## INSTRUCTION
Could you render every one of the records below as a JSON list of strings, one string per line, with blank lines omitted?

## MATERIAL FOR THE TASK
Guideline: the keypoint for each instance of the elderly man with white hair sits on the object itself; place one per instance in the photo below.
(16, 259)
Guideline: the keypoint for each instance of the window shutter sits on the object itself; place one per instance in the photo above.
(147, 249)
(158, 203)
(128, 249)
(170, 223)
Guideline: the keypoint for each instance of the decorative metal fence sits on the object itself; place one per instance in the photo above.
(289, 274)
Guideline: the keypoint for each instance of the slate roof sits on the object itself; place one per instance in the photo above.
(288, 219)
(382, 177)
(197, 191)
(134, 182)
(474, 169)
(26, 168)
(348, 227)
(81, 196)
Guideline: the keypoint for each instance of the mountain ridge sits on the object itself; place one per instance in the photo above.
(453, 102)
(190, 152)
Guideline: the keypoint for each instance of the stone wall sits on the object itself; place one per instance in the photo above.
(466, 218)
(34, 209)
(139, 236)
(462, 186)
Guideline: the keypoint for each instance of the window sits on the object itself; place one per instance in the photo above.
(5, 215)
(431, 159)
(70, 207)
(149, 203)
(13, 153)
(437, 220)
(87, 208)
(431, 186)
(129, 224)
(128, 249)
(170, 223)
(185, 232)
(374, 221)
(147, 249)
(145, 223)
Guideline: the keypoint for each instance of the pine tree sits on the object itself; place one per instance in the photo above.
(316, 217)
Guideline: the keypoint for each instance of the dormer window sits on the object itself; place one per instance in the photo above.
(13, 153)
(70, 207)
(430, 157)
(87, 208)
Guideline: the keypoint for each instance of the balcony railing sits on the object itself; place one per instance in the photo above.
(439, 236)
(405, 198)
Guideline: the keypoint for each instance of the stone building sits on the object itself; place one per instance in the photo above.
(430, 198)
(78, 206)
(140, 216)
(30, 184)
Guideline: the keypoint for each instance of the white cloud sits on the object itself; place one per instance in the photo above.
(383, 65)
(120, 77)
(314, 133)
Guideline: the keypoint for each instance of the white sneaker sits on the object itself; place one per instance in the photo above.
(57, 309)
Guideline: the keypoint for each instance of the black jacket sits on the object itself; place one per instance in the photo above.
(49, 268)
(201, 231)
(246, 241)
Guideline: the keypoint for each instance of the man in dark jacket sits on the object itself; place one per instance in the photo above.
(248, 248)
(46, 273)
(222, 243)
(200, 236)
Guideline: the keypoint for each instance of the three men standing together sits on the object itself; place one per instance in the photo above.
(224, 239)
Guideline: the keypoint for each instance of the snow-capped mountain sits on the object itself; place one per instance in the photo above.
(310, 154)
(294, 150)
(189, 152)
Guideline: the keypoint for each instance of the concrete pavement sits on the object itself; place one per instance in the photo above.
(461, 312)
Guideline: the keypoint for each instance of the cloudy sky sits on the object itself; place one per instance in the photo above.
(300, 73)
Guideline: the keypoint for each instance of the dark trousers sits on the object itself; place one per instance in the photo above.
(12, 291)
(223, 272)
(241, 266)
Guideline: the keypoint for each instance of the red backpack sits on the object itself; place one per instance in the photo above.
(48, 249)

## CORRECT RESULT
[
  "Guideline: the keypoint for each instance of the elderly man with white hair sits on the object itself; place one per instance in the photo below.",
  "(16, 259)",
  "Guideline: the keypoint for each instance of the window shutter sits on the object itself; place one per instance in the photo above.",
  "(147, 249)",
  "(158, 203)",
  "(128, 249)",
  "(170, 223)",
  "Guideline: the keypoint for each instance of the decorative metal fence sits on the object itself; place one per instance in the photo above.",
  "(289, 274)",
  "Guideline: the keypoint for each instance of the slate roof sits on the object itself; place one per instance in the photo above.",
  "(288, 219)",
  "(382, 177)",
  "(197, 191)",
  "(134, 182)",
  "(474, 169)",
  "(26, 168)",
  "(348, 227)",
  "(81, 196)",
  "Guideline: the keypoint for each instance of the mountain ridge sits on the object itself; place one per instance in the photo above.",
  "(453, 102)",
  "(190, 152)",
  "Guideline: the keypoint for each instance of the stone wall sits on the object itself; place one per instance in the photo above.",
  "(466, 218)",
  "(34, 209)",
  "(139, 236)",
  "(462, 186)",
  "Guideline: the keypoint for each instance of the window sits on the object itself; place one per instance in the photo above.",
  "(5, 215)",
  "(431, 159)",
  "(70, 207)",
  "(149, 203)",
  "(13, 153)",
  "(437, 220)",
  "(87, 208)",
  "(431, 186)",
  "(129, 224)",
  "(128, 249)",
  "(170, 223)",
  "(185, 232)",
  "(374, 221)",
  "(147, 249)",
  "(145, 223)",
  "Guideline: the keypoint for each instance of the pine tree sits on the object itself; place one per instance in the photo above.",
  "(316, 217)",
  "Guideline: the keypoint for each instance of the dormer window sits on the object itself; place one per instance in the photo above.",
  "(13, 153)",
  "(70, 207)",
  "(430, 157)",
  "(87, 208)",
  "Guideline: the keypoint for each instance of the balcony railing sits on the object itself; place one per instance in the photo above.",
  "(439, 236)",
  "(405, 198)",
  "Guideline: the keypoint for each instance of the stone building sits on the object itself; place one per instance in the photo above.",
  "(430, 198)",
  "(78, 206)",
  "(140, 216)",
  "(30, 184)",
  "Guideline: the keypoint for each instance of the white cloud sits on the object itself; place one per instance in the photo above.",
  "(383, 65)",
  "(120, 77)",
  "(314, 133)",
  "Guideline: the keypoint for each instance of the white sneaker sits on the object itself; place one per instance in the photo above.",
  "(57, 309)",
  "Guideline: the keypoint for each instance of the black jacket sits on the object itself; place one per instance in the photo above.",
  "(49, 268)",
  "(201, 231)",
  "(246, 241)",
  "Guideline: the keypoint for each instance of the man in dark jacket sits on the object itself; place one per instance in the photo above.",
  "(248, 248)",
  "(46, 273)",
  "(222, 243)",
  "(200, 236)",
  "Guideline: the keypoint for each instance of the three men standing together sits on the object itself; place one per instance in the photo above.",
  "(224, 239)",
  "Guideline: the keypoint for each instance of the snow-capped mountain sits on the object itself; place one per instance in the photo above.",
  "(310, 154)",
  "(294, 150)",
  "(189, 152)",
  "Guideline: the keypoint for each instance of the concrete pavement sits on the object itself; place one per instance in the photo above.",
  "(461, 312)",
  "Guideline: the keypoint for each instance of the cloudy sky sits on the object itself; place one per instance in the photo above.",
  "(300, 73)",
  "Guideline: the keypoint for each instance of the dark trousers sits on the object itself; place one per instance in the photo above.",
  "(12, 291)",
  "(223, 272)",
  "(241, 266)",
  "Guideline: the keypoint for each instance of the red backpack sits on the object itself; place one per instance in the photo above.",
  "(48, 249)"
]